:: SHORT TASK A ::
In the thread about updating a column after multiple criteria, when was the question asked?

:: SELECTED PASSAGE ::

══════

Skip to Main Content
  • Questions
  • Update a column after multiple criteria

Breadcrumb

May 4th

Question and Answer

Chris Saxon

Thanks for the question, Marian.

Asked: February 12, 2019 - 11:28 am UTC

Last updated: February 13, 2019 - 11:16 am UTC

Version: 1

Viewed 1000+ times

You Asked

Hello,

I have the following data:

Id AMAOUNT NO_PRATITION ID_STRATEGY
1 100 99 XXX
2 200 99 XXX
3 0 99 YYY
4 100 99 YYY
5 200 99 YYY
6 0 99 ZZZ
7 100 99 ZZZ
8 200 99 ZZZ
9 300 99 ZZZ
10 0 99 WWW
11 0 99 WWW
12 100 99 WWW
13 100 99 WWW
14 0 99 RRR
15 100 99 RRR
16 100 99 RRR
17 200 99 RRR

create table test(id number,amount number, no_partition number,id_strategy varchar2(20));


insert into TEST (id, amount, no_partition, id_strategy)
values (1, 100, 99, 'XXX');
insert into TEST (id, amount, no_partition, id_strategy)
values (2, 200, 99, 'XXX');
insert into TEST (id, amount, no_partition, id_strategy)
values (3, 0, 99, 'YYY');
insert into TEST (id, amount, no_partition, id_strategy)
values (4, 100, 99, 'YYY');
insert into TEST (id, amount, no_partition, id_strategy)
values (5, 200, 99, 'YYY');
insert into TEST (id, amount, no_partition, id_strategy)

══════

:: Pointing and labeling records ::
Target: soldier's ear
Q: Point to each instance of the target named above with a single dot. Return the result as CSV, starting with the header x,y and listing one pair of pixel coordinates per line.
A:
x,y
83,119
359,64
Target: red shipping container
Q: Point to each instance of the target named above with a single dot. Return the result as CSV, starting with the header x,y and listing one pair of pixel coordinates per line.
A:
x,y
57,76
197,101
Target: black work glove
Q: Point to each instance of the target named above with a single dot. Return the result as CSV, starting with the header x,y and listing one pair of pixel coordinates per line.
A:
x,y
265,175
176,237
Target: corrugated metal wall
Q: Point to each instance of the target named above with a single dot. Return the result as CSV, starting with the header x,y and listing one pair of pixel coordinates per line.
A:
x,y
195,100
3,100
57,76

══════

:: SHORT TASK B ::
Shift the records from the line with "Target: black work glove" through the end of the records by adding 138 to every pixel coordinate in the answers. Reproduce all of those lines, requests included.

:: EXERCISE RESPONSE A ::
February 12, 2019 - 11:28 am UTC

:: EXERCISE RESPONSE B ::
Target: black work glove
Q: Point to each instance of the target named above with a single dot. Return the result as CSV, starting with the header x,y and listing one pair of pixel coordinates per line.
A:
x,y
403,313
314,375
Target: corrugated metal wall
Q: Point to each instance of the target named above with a single dot. Return the result as CSV, starting with the header x,y and listing one pair of pixel coordinates per line.
A:
x,y
333,238
141,238
195,214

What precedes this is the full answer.